* _STATED TASK_
Report every line of the listing below that contains the word "arched".

* _INPUT FOR THIS TASK_
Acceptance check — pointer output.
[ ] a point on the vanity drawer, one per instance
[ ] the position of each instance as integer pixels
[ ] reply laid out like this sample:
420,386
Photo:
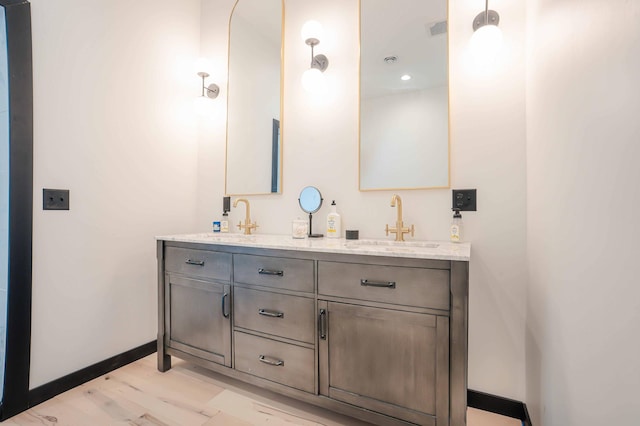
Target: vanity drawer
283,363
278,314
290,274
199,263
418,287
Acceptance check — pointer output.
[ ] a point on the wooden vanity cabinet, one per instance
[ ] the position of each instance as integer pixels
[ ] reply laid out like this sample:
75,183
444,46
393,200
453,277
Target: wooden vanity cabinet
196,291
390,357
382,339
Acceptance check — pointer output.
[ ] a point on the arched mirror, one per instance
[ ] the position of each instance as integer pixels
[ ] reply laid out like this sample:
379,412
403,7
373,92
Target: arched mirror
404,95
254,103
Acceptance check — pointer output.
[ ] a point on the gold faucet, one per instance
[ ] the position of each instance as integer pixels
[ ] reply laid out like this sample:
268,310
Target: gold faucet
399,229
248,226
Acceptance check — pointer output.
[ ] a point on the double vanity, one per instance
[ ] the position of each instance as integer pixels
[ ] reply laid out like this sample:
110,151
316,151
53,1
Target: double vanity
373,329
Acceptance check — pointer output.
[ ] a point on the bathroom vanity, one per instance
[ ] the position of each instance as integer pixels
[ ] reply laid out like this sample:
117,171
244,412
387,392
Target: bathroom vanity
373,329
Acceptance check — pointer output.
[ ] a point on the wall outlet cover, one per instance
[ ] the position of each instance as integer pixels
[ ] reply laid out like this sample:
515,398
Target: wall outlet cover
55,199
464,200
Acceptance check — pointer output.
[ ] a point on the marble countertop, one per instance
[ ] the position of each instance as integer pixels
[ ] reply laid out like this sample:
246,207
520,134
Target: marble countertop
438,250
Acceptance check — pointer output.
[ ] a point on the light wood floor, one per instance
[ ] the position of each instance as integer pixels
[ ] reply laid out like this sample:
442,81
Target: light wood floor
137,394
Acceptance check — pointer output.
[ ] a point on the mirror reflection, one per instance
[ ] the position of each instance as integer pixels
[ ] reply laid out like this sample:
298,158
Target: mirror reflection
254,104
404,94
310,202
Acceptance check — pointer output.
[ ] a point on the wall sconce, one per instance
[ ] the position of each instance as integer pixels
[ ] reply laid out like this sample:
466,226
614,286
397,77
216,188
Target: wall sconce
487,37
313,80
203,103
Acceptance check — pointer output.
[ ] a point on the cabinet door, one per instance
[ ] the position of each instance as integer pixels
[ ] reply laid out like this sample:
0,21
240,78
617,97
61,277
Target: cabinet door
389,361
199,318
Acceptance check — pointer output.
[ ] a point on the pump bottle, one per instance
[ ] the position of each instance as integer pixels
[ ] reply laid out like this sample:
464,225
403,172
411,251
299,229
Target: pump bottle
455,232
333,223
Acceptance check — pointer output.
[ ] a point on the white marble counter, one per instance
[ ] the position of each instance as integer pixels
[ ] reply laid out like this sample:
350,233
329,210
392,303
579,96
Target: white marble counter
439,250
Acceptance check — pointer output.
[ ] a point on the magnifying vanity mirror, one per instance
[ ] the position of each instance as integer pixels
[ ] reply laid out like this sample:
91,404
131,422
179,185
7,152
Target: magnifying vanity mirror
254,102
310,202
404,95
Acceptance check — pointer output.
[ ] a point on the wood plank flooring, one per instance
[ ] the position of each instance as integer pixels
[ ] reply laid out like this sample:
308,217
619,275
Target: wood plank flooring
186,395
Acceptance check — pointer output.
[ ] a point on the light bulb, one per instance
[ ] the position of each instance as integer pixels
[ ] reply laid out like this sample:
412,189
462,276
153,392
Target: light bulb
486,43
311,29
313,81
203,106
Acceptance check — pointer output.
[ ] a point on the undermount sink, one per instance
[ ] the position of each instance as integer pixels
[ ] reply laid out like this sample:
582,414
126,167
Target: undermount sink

==

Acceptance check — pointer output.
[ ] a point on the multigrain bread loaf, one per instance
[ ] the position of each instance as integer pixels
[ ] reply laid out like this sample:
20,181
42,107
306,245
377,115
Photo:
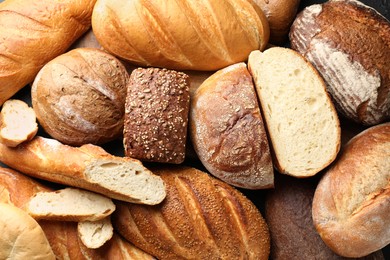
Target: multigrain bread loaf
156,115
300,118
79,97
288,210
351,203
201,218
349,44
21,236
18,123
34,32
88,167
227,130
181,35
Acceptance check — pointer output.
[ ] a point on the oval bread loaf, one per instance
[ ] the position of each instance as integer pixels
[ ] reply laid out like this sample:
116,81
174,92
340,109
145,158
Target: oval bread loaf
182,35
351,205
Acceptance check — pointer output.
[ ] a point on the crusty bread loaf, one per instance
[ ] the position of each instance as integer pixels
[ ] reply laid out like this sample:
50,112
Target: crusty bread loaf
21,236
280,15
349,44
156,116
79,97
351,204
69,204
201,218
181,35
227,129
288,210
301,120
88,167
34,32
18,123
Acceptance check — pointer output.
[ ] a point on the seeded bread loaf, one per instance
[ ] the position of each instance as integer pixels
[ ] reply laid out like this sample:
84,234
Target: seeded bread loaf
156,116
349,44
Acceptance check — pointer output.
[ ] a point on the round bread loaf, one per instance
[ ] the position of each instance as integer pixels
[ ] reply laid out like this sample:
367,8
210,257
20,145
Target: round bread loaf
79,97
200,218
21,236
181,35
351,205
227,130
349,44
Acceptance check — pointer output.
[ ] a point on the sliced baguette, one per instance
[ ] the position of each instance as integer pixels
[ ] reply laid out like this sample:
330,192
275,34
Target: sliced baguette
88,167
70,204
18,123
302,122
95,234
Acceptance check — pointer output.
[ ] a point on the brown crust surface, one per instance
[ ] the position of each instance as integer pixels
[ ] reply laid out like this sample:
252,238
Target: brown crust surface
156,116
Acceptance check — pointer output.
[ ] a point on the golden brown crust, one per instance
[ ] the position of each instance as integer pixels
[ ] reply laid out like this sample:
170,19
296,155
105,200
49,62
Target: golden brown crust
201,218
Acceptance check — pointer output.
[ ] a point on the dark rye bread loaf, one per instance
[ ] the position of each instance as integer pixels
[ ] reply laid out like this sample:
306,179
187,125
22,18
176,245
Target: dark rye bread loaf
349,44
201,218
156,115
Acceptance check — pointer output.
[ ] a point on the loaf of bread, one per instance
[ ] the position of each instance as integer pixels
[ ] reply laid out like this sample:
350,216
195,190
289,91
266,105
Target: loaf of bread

* _CORRECT OUTPUT_
[ ] a point on the arched mirror, one per instance
Target: arched mirror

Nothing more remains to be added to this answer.